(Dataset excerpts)
- - - -

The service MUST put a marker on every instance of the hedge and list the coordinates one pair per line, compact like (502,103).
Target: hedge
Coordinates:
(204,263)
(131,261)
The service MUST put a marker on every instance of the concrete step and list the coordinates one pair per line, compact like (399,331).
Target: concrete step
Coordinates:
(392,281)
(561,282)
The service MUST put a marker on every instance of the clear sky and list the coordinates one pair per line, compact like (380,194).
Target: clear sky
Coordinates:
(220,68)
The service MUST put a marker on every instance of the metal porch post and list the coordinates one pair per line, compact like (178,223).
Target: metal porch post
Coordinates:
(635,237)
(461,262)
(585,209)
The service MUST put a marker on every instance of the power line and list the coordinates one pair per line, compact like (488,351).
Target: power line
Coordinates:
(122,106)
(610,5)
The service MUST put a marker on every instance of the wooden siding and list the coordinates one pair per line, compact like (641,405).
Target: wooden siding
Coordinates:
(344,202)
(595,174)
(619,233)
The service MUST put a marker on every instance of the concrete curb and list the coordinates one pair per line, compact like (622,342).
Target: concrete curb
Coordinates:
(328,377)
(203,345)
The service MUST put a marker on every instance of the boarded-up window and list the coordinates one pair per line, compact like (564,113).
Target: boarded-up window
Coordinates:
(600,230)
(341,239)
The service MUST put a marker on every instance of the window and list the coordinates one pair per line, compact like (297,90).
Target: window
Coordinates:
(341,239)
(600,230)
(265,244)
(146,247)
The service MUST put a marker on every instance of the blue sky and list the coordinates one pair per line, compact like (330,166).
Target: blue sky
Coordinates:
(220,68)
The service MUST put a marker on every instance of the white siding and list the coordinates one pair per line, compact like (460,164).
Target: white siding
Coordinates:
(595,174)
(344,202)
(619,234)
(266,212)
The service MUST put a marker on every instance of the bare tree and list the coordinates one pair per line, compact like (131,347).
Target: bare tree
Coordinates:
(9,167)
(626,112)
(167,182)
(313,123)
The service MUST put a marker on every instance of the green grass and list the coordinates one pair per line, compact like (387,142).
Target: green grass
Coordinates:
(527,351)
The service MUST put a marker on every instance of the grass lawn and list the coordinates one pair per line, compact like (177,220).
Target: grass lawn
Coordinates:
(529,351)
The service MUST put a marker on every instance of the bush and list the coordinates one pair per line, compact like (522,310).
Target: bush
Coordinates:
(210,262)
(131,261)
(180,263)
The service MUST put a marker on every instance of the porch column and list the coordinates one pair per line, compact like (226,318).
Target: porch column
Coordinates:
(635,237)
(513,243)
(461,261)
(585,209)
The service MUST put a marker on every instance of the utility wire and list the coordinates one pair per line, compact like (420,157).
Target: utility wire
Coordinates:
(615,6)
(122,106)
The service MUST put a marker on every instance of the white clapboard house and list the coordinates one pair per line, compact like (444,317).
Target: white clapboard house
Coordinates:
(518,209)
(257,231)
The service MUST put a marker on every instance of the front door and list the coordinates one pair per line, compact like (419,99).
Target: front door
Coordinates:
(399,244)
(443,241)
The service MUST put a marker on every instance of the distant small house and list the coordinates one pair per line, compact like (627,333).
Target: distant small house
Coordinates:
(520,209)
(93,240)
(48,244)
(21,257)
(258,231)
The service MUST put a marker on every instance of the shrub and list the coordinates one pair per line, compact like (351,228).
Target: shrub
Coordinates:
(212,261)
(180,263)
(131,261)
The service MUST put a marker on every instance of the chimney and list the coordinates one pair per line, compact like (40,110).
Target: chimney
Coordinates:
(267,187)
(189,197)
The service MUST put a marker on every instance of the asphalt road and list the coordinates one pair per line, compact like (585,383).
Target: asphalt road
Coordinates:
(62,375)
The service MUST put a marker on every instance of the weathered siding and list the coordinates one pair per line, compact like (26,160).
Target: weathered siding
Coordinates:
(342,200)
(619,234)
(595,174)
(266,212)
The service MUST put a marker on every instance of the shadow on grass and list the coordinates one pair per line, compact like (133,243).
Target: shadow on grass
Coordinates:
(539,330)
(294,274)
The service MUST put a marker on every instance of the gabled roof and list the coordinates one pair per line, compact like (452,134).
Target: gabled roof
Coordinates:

- - - -

## WHAT THIS TASK INVOLVES:
The answer consists of every entry, returned exactly.

## COMPLETED TASK:
The service MUST put a marker on every instance of the hedge and list the coordinates one pair per line, compact like (502,103).
Target: hedge
Coordinates:
(204,263)
(131,261)
The service MUST put a marker on every instance of the concrete step and list the coordinates one pair per line, compact like (399,331).
Target: concrete step
Coordinates:
(392,281)
(561,282)
The service MUST put a marker on every instance of the clear sky and list the coordinates one pair per line, compact like (380,194).
Target: clear sky
Coordinates:
(220,68)
The service MUST put a marker on every instance of the metal porch post and list the coordinates one pair per line, compact like (178,223).
Target: metal porch post
Coordinates:
(635,237)
(461,262)
(585,209)
The service MUST put a marker on every instance of the power line and list the coordinates one pair per line, compact like (488,351).
Target: power line
Coordinates:
(122,106)
(610,5)
The service MUST put a marker on every instance of the wooden siding and list the coordinates one pair per line, compact like (641,405).
Target: wooden siding
Coordinates:
(344,202)
(595,174)
(619,233)
The service MUST put a marker on every instance of the concrete curb and list the coordinates one pair per line, compact like (622,342).
Target: concrete curb
Coordinates:
(328,377)
(203,345)
The service MUST put a marker on every instance of the boarded-up window and list the coordinates one pair per line, compact like (564,113).
Target: boarded-up window
Coordinates:
(600,230)
(341,239)
The service MUST put a marker on every instance of the window and list the coordinates one pair per line, compact like (297,90).
Target: window
Coordinates:
(341,239)
(600,230)
(265,244)
(146,247)
The service MUST put a marker on every instance of the blue sky and list the coordinates one pair per line, compact like (330,166).
Target: blue sky
Coordinates:
(220,68)
The service MUST put a marker on every instance of the white siding and list the coordinates one pair per line, compact like (460,164).
Target: white siding
Coordinates:
(595,174)
(344,202)
(619,234)
(266,212)
The service MUST put a marker on every instance of the bare tree and list the coordinates one pair per line, compact like (131,347).
Target: bare tree
Coordinates:
(9,167)
(626,112)
(167,182)
(313,123)
The service MUST put a marker on every instance of the green grass and list the coordinates one pair per line, compact like (387,142).
Target: green grass
Coordinates:
(527,351)
The service MUST put a marker on every instance of the grass lawn and list the coordinates one pair per line, compact like (177,220).
Target: grass lawn
Coordinates:
(529,351)
The service MUST put a marker on every instance of the bush and list the coordinates one pair per line, compact like (522,310).
Target: bush
Coordinates:
(210,262)
(131,261)
(180,263)
The service MUST put a marker on every instance of the porch column and list the coordinates one pair per line, compact like (226,318).
Target: porch column
Coordinates:
(635,237)
(513,243)
(461,261)
(585,209)
The service MUST put a marker on every instance of the utility wire and list the coordinates one pair per line, compact like (420,157).
Target: utility wire
Coordinates:
(615,6)
(122,106)
The service MUST put a marker on every instance of the white clapboard house and list the coordinates one pair per line, compact like (444,317).
Target: white clapboard house
Coordinates:
(518,209)
(257,231)
The service MUST put a marker on every instance of the front door and list the coordinates one pair per line, compact like (419,99).
Target: front door
Coordinates:
(399,244)
(443,241)
The service MUST put a marker on every instance of the distant small house and list the coordinates one pair per line, compact like (627,333).
Target: distant small house
Coordinates:
(520,209)
(93,240)
(48,244)
(21,257)
(258,231)
The service MUST put a marker on every instance of the shrub and list the coordinates one pair per line, compact like (351,228).
Target: shrub
Coordinates:
(212,261)
(180,263)
(131,261)
The service MUST put a marker on every instance of the chimney and list the coordinates one pair per line, compact like (40,110).
Target: chimney
Coordinates:
(267,187)
(189,197)
The service MUST put a marker on every instance of the asphalt road and list the coordinates one pair per line, compact like (585,383).
Target: asphalt road
Coordinates:
(62,375)
The service MUST put a marker on every instance of the weathered siding and list the coordinates one pair per line, compact like (26,160).
Target: weathered siding
Coordinates:
(342,200)
(619,234)
(595,174)
(266,212)
The service MUST put a marker on every instance of the shadow on grass and list the coordinates one pair per line, compact like (133,243).
Target: shadow on grass
Coordinates:
(539,330)
(294,274)
The service MUST put a marker on every instance of the gabled roof and list the coordinates one pair per line, compact like (452,134).
Target: gabled roof
Coordinates:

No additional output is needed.